Your objective:
Please copy the material below word for word, starting at its first line and stopping after the line that contains "Give the mask".

Source records:
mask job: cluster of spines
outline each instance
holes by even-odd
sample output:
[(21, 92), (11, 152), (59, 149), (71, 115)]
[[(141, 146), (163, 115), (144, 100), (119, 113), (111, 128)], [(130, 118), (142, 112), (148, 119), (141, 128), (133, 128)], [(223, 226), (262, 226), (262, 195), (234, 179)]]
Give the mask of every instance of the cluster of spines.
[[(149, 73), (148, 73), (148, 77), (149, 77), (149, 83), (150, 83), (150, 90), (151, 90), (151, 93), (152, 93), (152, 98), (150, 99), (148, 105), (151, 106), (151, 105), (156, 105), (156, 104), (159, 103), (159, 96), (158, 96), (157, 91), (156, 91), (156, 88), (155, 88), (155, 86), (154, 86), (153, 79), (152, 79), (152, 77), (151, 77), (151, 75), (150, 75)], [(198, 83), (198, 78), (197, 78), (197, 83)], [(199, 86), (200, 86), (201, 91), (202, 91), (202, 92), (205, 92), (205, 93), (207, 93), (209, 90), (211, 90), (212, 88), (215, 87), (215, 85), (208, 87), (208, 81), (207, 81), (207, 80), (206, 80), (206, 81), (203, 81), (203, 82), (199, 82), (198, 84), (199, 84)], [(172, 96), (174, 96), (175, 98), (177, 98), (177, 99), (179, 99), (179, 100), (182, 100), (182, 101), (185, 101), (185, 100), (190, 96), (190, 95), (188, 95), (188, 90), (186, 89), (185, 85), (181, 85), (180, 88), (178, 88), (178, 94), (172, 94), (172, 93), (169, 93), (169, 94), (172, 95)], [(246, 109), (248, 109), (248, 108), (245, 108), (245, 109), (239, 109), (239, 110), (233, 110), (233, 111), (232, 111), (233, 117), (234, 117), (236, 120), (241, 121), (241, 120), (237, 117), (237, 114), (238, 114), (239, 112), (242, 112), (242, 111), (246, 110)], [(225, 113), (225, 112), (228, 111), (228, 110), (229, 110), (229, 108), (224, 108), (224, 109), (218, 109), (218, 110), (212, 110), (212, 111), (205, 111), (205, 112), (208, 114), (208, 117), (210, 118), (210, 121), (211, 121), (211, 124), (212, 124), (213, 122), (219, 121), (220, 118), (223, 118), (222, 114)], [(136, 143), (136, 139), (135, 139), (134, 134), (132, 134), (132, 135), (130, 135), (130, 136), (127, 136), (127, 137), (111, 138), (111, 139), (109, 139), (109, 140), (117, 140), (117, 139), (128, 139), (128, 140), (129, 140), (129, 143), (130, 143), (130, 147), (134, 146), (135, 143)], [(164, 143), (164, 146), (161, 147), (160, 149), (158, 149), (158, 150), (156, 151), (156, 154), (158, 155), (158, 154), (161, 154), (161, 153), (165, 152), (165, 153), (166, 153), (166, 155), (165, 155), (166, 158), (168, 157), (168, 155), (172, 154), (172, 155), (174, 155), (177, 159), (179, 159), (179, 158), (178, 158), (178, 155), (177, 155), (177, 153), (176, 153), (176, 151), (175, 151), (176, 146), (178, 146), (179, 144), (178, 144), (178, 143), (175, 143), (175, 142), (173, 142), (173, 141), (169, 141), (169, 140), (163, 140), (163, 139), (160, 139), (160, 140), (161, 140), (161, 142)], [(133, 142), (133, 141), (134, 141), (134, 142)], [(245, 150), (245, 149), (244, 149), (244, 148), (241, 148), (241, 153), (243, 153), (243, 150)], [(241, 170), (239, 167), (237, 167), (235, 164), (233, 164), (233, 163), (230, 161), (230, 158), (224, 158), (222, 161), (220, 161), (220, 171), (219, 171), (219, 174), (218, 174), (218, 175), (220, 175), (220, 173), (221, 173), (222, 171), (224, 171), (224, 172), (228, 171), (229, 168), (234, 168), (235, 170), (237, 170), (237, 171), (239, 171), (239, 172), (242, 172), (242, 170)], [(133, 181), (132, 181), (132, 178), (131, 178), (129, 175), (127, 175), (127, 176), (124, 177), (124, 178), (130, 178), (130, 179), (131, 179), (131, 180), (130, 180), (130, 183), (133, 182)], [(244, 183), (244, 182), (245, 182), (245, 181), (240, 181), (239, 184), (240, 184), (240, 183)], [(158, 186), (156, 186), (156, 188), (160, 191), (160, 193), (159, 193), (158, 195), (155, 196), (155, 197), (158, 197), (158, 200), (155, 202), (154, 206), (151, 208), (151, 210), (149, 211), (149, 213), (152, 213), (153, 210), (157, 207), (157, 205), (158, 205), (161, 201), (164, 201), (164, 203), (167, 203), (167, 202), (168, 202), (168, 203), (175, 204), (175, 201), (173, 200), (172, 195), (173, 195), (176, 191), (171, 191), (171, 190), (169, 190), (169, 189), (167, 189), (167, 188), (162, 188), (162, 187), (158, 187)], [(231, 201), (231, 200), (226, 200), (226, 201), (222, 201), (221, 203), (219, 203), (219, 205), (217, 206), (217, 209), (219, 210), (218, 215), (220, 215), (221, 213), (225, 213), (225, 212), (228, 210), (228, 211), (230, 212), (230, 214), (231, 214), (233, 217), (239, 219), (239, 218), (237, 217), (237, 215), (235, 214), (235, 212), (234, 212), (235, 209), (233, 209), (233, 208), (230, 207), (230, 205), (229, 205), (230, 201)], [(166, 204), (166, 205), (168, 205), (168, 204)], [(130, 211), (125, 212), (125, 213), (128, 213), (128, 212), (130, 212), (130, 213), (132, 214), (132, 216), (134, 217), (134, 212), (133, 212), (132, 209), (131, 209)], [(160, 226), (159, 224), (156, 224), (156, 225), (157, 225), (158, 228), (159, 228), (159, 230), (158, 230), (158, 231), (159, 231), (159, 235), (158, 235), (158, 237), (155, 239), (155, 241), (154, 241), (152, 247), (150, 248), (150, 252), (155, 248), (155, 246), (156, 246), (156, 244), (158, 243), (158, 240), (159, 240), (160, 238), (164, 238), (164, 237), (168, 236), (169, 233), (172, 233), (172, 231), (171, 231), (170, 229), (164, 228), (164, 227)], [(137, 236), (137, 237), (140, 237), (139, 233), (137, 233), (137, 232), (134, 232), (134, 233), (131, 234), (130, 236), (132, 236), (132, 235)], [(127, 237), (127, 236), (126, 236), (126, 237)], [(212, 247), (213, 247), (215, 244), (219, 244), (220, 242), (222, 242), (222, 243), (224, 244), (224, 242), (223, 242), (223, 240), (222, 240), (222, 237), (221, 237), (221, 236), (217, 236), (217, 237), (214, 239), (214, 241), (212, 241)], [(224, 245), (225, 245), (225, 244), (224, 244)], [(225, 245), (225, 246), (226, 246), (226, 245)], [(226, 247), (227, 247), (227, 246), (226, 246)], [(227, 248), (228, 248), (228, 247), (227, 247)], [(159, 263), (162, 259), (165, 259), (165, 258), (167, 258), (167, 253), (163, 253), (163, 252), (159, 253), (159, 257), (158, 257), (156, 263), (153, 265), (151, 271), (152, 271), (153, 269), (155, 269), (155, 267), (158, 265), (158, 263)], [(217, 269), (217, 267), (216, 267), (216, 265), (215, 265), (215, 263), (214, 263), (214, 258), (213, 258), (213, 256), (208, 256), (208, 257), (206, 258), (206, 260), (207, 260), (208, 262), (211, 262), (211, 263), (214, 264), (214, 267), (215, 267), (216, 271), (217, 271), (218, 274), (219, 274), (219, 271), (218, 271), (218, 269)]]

Expected answer:
mask job: cluster of spines
outline each instance
holes by even-odd
sample output:
[(21, 92), (11, 152), (59, 149), (71, 115)]
[[(141, 146), (163, 115), (144, 100), (119, 113), (111, 128)], [(130, 118), (142, 112), (148, 119), (141, 128), (133, 128)], [(223, 226), (262, 226), (262, 195), (234, 179)]]
Give the mask of every instance of the cluster of spines.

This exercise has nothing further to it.